== INSTRUCTION 1 ==
Reproduce the passage from the piece on Islam and the ghost of Patton, starting with "Islam and the" and going on through "AUGUST 29, 2010)".

== SOURCE EXTRACT ==
*****

Islam and the Ghost of Patton

Patton and the ghost of IslamSome time ago, I was assaulted by the words of a former American SF soldier who poorly paraphrased Gen. George Patton and his rants against Germans. This former GI used Patton to cast negative insults upon Muslims. (“Millions of these s**** are plotting, as we speak, to destroy our country and our way of life any way they can.”) (first published AUGUST 29, 2010)

It was one of those ridiculous rants which come from no brains, utterly without a thought to be squandered trying to find out something about Muslims. Unfortunately, I have a feeling that far too many Americans have these narrow-minded beliefs deeply embedded in their pursuit of intolerance and xenophobia and that only a vague form of cowardice and “political correctness” keeps it from bubbling to the surface. My response follows…

Gentlemen, rogues, pirates and other assorted scoundrels. Lend me your ears, I come to bury the “Ghost of Patton” not to praise him.

*****

== Collected data ==
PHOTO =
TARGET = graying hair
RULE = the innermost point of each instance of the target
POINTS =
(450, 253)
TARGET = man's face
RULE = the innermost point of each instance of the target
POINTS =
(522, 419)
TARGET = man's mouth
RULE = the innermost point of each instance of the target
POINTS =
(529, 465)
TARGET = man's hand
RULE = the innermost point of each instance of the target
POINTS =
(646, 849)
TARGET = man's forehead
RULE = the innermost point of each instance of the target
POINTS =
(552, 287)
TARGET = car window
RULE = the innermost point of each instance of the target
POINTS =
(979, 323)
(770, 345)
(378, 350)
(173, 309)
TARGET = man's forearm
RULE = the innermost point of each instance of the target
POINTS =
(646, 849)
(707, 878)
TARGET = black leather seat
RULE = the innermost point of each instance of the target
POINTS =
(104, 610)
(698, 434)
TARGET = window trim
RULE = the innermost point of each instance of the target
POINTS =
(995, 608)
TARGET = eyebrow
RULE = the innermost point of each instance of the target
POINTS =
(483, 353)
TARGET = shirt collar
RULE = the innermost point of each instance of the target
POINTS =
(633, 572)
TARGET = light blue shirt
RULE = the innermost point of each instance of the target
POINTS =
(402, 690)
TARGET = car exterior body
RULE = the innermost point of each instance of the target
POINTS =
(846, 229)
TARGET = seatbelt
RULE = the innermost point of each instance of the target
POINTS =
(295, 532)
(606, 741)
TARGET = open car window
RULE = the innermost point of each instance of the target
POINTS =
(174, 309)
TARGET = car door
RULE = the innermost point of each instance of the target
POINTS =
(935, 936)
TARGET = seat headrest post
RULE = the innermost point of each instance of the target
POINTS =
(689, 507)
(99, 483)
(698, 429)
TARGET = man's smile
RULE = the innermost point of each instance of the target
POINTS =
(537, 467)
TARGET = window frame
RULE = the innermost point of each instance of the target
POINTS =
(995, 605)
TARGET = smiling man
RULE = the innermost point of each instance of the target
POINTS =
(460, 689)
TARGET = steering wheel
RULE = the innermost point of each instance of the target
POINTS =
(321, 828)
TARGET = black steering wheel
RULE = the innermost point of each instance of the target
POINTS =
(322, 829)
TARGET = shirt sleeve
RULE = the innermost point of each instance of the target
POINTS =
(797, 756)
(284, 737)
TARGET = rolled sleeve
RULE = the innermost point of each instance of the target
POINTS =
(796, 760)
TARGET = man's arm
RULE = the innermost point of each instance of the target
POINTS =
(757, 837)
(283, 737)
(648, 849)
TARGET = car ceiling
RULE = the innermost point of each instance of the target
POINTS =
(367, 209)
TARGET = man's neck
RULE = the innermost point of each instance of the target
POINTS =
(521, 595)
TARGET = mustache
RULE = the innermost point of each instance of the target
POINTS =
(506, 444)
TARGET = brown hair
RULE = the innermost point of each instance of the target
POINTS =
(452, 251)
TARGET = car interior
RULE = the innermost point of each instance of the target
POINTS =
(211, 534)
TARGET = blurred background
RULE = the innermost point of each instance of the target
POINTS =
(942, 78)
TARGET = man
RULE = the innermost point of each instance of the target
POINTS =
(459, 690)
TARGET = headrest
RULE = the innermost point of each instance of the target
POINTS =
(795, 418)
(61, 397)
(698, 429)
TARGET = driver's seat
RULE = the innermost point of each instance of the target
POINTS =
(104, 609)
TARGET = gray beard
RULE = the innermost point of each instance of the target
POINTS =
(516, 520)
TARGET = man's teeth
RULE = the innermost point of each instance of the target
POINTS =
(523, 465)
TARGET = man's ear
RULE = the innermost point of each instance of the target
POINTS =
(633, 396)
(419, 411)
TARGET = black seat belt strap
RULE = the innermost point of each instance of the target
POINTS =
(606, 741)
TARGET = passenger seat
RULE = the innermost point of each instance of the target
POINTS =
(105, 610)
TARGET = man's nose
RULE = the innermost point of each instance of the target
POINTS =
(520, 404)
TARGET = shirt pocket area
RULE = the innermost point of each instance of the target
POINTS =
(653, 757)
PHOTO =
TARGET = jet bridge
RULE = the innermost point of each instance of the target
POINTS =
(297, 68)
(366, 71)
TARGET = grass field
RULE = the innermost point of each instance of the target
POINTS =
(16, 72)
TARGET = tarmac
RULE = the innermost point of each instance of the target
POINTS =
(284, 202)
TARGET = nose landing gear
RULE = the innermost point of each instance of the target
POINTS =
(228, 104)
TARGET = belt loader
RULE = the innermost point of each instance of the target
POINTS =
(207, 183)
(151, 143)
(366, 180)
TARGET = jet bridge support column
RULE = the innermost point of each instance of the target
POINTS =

*****

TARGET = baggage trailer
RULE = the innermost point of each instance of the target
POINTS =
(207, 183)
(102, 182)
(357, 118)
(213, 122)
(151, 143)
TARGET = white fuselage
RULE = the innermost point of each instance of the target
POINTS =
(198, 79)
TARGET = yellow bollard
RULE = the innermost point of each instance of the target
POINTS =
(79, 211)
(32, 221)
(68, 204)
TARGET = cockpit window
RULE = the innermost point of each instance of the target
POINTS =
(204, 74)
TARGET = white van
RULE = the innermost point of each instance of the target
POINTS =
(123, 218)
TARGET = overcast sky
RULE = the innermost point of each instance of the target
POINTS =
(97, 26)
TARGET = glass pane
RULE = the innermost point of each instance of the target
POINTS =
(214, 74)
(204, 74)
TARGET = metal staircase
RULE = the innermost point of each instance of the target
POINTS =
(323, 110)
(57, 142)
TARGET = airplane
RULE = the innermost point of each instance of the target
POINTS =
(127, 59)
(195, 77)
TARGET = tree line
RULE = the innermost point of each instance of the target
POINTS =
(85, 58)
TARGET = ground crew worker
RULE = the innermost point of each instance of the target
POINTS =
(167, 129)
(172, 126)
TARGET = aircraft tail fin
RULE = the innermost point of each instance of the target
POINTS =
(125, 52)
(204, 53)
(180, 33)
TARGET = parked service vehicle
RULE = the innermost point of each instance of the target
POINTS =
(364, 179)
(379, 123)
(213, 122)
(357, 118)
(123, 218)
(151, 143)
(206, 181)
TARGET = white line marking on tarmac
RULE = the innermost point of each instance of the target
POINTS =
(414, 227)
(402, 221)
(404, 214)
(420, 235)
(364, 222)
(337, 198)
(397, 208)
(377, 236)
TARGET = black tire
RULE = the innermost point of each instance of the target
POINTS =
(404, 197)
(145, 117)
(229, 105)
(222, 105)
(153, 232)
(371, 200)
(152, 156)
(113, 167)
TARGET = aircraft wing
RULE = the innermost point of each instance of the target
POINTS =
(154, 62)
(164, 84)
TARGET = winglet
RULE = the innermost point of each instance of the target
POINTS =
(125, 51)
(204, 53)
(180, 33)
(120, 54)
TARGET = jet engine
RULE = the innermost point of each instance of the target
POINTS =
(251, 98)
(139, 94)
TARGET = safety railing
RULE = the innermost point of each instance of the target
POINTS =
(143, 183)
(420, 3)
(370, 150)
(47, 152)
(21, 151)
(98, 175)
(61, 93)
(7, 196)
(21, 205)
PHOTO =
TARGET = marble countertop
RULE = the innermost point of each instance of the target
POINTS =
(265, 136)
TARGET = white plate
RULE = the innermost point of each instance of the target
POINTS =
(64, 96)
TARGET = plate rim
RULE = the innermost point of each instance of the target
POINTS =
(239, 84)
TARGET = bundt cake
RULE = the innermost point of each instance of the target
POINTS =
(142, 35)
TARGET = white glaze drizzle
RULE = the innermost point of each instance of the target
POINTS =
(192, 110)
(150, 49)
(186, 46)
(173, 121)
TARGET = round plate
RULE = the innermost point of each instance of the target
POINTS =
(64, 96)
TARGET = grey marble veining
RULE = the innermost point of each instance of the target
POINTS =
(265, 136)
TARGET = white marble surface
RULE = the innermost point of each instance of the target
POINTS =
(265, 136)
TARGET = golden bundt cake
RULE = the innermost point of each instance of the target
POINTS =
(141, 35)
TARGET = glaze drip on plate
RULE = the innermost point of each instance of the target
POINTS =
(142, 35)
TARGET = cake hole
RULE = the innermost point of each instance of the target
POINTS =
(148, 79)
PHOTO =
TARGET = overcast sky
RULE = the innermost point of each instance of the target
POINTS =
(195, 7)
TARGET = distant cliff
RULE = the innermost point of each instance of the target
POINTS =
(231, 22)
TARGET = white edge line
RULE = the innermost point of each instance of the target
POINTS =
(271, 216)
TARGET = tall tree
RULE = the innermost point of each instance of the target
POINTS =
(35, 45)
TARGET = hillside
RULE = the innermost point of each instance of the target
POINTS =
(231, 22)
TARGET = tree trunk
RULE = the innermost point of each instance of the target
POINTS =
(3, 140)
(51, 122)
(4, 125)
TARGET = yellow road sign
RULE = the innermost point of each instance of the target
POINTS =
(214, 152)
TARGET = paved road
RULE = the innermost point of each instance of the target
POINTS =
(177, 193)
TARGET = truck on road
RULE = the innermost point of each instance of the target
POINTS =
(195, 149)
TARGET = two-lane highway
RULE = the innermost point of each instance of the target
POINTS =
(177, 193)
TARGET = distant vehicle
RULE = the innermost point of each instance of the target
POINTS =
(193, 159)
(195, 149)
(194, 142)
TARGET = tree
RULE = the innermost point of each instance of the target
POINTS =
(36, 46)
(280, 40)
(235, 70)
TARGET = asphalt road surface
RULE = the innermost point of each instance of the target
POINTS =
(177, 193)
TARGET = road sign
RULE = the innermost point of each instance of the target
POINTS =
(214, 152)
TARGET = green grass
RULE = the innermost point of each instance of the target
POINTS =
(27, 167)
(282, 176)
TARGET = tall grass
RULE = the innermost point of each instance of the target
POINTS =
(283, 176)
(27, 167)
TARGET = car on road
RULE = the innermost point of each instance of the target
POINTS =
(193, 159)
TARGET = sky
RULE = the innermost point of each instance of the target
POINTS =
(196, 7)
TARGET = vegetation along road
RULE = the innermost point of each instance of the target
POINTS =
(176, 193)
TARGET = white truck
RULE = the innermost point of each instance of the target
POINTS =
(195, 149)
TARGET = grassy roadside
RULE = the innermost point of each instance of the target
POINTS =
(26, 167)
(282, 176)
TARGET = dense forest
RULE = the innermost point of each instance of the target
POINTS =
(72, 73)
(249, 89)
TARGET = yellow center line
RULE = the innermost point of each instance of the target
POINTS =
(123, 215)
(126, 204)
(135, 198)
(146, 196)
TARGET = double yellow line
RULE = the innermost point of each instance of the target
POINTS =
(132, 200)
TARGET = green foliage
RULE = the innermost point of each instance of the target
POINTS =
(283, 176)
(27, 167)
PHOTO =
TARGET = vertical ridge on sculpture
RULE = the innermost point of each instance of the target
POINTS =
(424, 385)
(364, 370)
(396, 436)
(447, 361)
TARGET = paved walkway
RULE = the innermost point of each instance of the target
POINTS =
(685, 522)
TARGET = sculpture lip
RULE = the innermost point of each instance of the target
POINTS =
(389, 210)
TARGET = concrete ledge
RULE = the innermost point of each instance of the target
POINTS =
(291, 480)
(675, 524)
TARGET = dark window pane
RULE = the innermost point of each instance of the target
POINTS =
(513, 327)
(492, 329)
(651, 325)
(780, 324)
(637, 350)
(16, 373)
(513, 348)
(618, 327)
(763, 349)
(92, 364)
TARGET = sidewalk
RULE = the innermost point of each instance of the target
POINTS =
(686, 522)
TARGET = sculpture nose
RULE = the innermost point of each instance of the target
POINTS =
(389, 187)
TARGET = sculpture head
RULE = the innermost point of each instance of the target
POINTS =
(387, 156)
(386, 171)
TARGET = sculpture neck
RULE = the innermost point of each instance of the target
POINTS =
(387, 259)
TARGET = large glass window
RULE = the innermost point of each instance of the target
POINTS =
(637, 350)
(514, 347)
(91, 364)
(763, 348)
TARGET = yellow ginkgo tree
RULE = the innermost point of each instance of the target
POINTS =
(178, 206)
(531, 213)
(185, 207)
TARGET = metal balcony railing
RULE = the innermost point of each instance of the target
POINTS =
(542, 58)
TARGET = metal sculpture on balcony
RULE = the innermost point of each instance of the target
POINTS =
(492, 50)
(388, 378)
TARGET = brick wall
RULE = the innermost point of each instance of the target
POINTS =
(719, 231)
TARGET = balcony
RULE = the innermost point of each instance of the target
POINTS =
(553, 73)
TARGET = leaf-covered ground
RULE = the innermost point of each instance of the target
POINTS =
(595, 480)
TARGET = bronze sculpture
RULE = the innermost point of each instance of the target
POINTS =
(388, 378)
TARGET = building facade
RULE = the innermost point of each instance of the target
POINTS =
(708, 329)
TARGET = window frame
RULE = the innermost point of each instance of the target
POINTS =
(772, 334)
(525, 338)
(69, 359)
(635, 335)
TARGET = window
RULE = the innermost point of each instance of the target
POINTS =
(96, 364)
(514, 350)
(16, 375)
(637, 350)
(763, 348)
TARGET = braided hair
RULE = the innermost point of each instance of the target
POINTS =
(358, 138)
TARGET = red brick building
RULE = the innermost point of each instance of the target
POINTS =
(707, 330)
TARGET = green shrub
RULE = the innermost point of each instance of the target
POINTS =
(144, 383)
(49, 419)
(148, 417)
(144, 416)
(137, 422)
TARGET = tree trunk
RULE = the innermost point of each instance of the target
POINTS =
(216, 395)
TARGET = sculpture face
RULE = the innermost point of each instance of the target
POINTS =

*****

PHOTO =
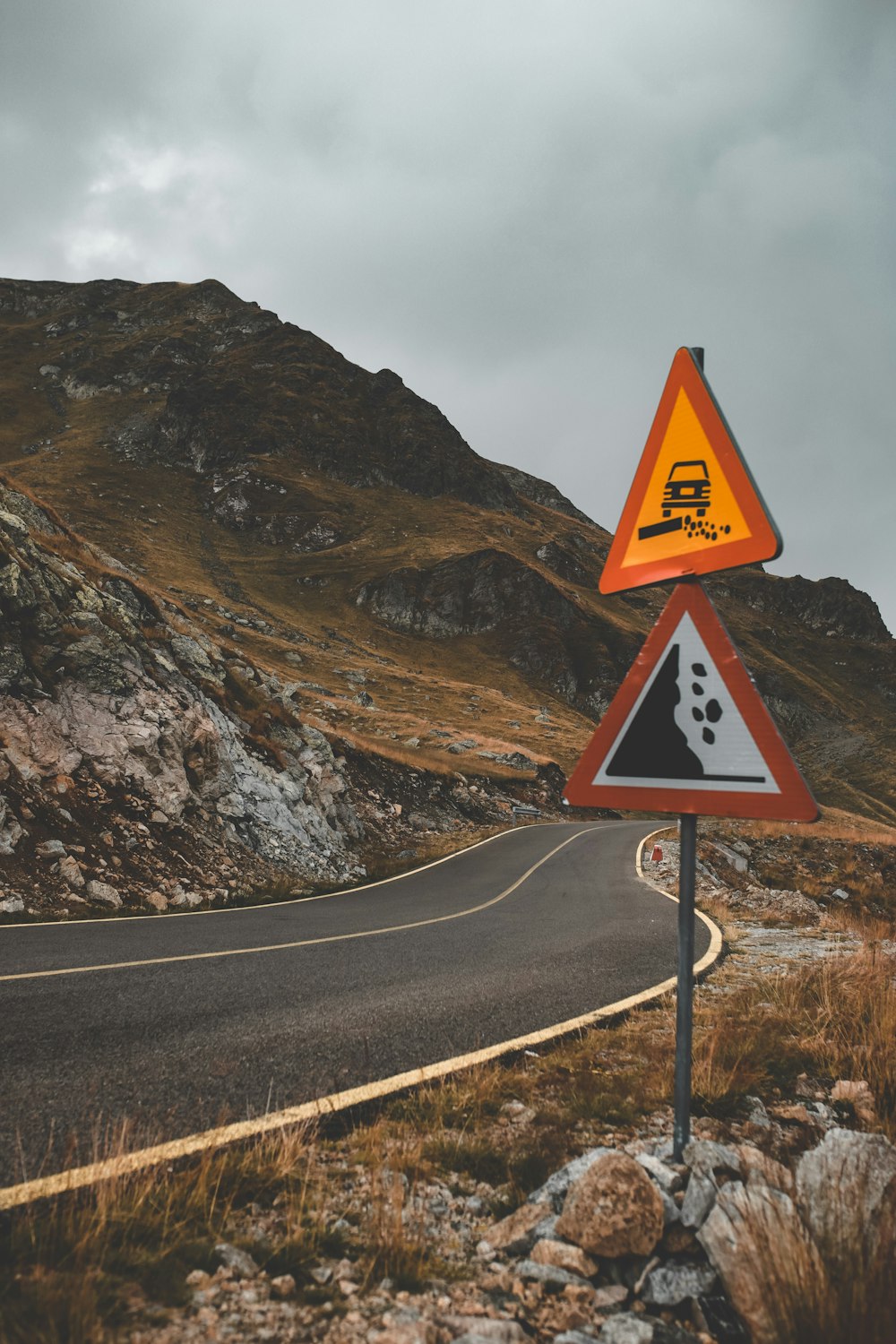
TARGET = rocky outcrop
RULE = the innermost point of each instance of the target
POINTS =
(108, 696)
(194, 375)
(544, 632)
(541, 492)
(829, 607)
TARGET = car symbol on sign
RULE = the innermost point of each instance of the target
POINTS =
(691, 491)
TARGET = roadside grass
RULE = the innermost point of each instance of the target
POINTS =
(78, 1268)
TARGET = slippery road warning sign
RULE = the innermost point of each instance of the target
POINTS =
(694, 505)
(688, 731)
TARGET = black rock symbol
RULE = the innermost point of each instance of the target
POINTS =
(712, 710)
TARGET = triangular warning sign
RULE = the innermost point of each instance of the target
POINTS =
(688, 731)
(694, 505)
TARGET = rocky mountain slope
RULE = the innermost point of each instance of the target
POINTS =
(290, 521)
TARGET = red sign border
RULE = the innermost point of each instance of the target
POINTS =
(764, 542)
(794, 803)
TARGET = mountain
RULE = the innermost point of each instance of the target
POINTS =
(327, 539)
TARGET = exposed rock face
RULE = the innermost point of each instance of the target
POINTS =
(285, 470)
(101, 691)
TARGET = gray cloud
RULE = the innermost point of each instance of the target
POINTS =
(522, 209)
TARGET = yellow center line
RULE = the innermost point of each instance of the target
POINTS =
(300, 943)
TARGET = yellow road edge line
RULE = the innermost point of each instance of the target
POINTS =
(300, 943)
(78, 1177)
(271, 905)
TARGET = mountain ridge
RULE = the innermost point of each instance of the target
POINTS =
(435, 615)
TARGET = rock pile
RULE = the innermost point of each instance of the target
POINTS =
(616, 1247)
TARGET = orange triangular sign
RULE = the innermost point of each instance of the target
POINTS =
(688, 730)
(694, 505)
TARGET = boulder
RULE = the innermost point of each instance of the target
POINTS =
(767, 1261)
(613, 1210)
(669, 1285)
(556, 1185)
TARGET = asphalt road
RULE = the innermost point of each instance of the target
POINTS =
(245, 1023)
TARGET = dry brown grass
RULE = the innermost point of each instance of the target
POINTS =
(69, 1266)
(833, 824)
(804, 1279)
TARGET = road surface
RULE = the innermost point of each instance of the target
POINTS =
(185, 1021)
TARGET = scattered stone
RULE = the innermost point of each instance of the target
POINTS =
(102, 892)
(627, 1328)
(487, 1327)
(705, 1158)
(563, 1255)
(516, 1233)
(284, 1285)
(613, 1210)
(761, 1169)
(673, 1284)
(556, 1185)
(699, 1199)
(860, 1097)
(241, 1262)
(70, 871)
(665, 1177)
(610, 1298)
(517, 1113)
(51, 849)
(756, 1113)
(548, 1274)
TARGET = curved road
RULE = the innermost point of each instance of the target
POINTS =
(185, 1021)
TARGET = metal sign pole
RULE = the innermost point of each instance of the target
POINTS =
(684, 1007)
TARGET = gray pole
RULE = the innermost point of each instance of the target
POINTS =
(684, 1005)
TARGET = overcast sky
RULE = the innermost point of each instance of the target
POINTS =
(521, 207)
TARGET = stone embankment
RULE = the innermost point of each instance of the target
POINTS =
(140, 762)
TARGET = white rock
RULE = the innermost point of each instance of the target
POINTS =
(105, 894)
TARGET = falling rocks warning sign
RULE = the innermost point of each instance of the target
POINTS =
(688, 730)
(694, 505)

*****

== INSTRUCTION 2 ==
Locate every line of the records that contains the string "shirt", and copy each such line.

== CORRECT OUTPUT 1 ==
Islam and the Ghost of Patton

Patton and the ghost of IslamSome time ago, I was assaulted by the words of a former American SF soldier who poorly paraphrased Gen. George Patton and his rants against Germans. This former GI used Patton to cast negative insults upon Muslims. (“Millions of these s**** are plotting, as we speak, to destroy our country and our way of life any way they can.”) (first published AUGUST 29, 2010)

== CORRECT OUTPUT 2 ==
TARGET = shirt collar
TARGET = light blue shirt
TARGET = shirt sleeve
TARGET = shirt pocket area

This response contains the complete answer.